CHALLENGE >> Count the lines in the listing that contain the string "saxophone". Give only the number.

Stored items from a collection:
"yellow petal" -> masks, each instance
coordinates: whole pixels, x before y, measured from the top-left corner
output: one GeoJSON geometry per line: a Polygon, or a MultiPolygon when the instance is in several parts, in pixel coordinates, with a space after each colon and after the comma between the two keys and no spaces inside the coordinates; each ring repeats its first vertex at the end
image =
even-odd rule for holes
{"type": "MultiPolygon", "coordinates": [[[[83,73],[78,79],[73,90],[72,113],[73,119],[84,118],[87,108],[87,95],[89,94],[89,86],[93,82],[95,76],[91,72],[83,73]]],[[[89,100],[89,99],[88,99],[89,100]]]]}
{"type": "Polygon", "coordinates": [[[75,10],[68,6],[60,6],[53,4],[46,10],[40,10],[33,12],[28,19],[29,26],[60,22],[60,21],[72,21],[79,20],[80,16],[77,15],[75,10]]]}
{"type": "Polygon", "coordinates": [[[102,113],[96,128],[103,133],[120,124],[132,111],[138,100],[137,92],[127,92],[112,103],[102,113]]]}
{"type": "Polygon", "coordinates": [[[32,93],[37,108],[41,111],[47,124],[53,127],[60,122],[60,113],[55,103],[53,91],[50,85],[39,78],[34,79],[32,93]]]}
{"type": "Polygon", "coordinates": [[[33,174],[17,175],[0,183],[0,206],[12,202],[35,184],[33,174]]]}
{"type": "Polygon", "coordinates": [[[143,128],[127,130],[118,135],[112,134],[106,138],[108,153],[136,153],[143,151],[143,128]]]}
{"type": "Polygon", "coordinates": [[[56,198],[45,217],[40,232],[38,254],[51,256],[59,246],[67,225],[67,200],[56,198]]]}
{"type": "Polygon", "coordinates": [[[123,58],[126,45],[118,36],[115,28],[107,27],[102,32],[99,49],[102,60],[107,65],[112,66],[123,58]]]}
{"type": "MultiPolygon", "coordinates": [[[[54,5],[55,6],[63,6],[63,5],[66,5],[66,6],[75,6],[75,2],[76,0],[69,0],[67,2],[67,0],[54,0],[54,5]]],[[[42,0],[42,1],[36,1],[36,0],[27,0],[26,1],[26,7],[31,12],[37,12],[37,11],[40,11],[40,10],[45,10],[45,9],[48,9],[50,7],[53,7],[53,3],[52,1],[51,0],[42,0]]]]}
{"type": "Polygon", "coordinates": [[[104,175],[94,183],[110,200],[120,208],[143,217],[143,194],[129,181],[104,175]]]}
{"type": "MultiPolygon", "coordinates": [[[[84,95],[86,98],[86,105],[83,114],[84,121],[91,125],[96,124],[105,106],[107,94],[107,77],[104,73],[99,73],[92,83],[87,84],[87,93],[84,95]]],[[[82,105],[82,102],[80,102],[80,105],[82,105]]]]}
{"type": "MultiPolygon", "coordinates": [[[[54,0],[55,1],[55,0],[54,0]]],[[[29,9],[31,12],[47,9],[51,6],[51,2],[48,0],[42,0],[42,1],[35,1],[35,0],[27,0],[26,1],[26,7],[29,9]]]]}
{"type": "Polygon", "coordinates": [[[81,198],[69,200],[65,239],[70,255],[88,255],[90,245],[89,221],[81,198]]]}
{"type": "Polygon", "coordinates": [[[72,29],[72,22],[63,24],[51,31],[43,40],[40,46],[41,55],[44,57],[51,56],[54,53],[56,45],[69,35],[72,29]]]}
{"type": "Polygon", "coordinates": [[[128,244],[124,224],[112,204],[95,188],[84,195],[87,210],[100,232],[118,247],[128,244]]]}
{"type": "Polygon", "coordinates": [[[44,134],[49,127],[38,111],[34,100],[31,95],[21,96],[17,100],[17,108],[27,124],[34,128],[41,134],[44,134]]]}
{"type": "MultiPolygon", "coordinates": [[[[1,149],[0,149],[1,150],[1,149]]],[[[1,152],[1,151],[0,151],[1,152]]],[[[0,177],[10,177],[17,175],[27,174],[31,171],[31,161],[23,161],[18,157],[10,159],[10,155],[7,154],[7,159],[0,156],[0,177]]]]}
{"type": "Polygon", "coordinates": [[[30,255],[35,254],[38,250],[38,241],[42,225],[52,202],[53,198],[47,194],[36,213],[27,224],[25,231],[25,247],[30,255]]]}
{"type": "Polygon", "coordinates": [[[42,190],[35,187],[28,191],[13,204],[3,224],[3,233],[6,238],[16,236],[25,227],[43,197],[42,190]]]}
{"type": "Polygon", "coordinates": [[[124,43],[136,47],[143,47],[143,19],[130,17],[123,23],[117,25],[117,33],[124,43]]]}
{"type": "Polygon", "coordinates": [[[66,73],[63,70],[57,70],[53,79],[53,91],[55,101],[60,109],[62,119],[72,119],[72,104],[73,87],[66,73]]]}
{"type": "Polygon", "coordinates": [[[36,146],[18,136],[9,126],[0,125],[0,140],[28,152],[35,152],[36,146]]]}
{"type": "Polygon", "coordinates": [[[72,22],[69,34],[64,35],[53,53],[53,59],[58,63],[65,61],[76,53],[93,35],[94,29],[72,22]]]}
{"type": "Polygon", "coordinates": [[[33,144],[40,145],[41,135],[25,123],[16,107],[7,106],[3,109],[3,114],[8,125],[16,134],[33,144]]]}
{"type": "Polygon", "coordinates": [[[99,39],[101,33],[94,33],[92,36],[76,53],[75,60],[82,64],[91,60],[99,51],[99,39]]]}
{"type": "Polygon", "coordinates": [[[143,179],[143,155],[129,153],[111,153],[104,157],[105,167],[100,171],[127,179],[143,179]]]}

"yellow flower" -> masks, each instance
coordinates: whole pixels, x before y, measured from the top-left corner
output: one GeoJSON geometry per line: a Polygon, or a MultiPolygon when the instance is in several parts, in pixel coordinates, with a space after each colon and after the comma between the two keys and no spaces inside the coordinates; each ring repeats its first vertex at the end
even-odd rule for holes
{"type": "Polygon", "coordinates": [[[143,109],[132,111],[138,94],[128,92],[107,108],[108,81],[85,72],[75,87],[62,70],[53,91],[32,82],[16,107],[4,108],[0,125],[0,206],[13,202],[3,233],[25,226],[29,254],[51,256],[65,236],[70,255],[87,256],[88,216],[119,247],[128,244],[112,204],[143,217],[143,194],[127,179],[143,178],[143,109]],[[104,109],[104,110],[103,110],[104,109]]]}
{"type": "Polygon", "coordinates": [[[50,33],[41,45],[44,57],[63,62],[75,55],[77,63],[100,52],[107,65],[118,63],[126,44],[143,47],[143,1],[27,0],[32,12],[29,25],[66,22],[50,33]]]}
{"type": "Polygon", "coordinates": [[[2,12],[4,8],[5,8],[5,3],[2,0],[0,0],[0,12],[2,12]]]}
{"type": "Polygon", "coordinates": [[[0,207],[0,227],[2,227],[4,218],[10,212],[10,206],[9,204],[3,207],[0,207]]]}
* * *
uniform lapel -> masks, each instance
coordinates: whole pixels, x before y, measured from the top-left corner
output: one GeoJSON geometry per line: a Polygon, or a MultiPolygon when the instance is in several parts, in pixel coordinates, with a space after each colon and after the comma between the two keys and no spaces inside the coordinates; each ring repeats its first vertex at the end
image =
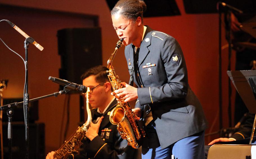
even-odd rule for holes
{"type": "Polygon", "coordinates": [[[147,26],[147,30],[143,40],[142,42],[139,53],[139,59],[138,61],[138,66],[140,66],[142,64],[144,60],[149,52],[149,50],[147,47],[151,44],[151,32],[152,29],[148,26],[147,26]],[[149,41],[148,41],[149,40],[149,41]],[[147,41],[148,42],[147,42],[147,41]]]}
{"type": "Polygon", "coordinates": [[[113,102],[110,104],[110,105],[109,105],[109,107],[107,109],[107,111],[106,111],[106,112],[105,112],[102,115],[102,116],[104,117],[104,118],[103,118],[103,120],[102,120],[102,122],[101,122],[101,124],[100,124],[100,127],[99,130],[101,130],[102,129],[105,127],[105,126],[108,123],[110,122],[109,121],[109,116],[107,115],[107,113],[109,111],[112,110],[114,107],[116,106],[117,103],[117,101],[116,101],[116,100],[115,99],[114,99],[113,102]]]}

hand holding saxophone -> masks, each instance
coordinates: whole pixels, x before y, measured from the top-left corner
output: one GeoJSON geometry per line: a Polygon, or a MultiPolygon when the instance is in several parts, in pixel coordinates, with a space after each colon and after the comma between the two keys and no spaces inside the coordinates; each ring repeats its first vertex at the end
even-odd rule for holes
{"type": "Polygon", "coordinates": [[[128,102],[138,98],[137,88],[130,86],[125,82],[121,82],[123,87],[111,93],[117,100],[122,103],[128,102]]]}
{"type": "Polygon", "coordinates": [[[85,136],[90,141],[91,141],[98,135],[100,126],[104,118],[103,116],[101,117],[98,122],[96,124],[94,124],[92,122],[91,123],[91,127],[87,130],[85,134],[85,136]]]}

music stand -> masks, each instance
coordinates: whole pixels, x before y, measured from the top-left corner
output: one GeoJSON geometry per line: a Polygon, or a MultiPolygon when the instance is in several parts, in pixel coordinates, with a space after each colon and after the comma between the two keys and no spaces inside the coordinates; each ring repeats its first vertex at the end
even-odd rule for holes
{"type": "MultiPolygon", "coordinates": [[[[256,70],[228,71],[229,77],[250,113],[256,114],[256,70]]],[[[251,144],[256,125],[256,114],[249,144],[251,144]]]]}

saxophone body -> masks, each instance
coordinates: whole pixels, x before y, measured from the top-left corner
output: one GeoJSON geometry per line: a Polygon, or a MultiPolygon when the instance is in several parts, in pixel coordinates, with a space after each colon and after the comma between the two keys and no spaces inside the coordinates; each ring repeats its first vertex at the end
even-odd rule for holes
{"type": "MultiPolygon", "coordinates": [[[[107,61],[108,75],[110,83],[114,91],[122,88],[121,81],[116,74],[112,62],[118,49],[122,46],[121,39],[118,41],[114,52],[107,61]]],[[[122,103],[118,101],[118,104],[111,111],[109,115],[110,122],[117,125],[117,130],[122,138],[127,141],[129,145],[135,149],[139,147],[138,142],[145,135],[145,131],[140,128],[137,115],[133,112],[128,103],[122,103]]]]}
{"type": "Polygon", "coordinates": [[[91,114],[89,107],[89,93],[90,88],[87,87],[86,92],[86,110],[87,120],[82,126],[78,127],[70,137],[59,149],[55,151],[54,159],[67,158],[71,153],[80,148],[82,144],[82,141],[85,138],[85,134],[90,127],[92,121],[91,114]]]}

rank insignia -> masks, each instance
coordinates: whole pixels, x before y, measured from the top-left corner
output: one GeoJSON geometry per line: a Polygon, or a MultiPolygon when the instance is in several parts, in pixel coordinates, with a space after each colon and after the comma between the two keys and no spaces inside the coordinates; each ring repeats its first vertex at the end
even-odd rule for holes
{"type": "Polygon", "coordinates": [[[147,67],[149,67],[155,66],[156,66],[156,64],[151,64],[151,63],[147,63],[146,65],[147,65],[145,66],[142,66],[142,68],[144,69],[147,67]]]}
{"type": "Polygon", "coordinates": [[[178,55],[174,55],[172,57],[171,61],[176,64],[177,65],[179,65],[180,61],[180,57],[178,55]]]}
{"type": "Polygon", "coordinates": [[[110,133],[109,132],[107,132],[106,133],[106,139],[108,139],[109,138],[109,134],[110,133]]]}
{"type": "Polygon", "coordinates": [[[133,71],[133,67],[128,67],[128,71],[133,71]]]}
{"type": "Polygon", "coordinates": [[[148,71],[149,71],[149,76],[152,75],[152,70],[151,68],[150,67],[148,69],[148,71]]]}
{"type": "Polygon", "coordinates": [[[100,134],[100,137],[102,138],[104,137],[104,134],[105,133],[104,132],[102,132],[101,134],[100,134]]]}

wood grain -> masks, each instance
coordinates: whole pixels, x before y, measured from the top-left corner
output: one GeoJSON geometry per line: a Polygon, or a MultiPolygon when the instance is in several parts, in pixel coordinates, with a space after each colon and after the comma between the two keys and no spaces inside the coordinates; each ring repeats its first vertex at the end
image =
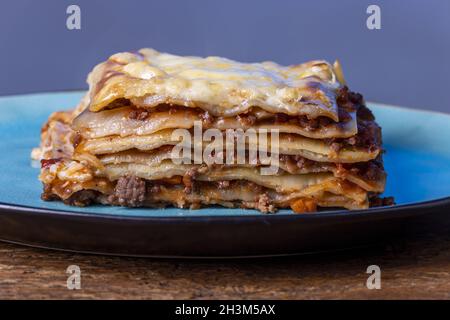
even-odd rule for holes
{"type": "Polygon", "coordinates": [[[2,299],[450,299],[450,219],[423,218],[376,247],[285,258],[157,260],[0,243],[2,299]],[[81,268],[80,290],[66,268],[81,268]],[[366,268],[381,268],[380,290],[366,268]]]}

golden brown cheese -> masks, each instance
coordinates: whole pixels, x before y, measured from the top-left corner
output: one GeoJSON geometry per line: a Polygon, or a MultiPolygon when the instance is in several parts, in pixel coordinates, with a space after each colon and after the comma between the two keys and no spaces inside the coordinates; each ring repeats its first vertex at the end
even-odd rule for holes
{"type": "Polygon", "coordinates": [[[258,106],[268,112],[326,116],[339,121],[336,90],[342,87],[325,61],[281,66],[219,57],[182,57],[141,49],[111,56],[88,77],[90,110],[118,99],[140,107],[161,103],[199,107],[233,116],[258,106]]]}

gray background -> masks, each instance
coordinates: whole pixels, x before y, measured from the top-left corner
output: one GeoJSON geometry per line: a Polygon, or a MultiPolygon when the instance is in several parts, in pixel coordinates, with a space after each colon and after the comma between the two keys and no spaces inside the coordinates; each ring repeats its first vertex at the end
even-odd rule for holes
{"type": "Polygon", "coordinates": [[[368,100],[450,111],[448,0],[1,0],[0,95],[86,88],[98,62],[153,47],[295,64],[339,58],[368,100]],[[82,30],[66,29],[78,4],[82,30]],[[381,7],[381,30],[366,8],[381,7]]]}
--
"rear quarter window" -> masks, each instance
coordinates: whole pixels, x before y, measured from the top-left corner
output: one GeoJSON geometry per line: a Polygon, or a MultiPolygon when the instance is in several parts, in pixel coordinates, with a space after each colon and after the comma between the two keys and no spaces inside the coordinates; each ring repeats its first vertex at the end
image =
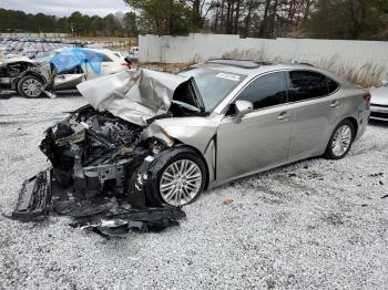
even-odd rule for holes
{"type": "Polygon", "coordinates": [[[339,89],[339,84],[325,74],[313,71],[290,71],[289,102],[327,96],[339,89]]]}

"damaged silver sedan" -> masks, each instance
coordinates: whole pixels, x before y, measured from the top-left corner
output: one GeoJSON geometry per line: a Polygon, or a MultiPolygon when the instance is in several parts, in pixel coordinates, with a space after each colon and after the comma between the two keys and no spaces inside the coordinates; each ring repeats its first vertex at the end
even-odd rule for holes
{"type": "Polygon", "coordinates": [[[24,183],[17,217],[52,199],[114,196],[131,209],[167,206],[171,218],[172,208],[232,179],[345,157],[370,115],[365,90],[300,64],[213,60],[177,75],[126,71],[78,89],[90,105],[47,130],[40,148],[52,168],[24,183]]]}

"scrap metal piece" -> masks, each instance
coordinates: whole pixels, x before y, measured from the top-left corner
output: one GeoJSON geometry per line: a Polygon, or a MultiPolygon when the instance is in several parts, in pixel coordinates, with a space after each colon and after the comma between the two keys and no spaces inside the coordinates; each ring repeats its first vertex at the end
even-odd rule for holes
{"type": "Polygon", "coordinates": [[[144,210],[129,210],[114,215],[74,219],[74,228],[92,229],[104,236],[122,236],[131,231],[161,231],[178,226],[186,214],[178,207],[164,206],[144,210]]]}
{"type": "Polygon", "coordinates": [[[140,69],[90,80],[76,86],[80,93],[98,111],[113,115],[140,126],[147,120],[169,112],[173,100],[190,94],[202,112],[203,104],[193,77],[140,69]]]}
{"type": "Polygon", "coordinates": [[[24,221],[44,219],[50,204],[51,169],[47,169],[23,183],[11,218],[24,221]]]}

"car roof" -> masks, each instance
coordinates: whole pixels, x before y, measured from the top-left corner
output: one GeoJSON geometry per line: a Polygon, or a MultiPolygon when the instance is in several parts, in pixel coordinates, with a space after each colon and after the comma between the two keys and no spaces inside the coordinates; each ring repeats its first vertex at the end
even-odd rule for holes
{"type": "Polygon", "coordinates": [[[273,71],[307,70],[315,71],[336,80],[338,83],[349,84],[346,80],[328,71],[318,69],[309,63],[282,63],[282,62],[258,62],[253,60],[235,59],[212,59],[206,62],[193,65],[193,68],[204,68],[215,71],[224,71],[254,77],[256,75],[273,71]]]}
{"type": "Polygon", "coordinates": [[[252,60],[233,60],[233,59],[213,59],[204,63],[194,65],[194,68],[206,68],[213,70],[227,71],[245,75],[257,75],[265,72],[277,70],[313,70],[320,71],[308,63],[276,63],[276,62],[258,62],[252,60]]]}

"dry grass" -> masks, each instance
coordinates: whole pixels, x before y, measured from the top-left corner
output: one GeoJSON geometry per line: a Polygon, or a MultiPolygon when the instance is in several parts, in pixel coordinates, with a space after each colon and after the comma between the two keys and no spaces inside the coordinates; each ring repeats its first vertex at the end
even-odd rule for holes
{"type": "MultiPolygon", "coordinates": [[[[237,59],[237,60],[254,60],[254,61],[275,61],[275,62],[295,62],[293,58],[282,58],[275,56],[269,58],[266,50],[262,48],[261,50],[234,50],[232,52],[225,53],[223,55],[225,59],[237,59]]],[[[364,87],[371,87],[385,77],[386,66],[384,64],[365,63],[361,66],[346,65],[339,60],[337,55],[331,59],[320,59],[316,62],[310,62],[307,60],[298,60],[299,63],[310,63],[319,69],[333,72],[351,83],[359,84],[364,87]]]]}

THE RESPONSE >> 2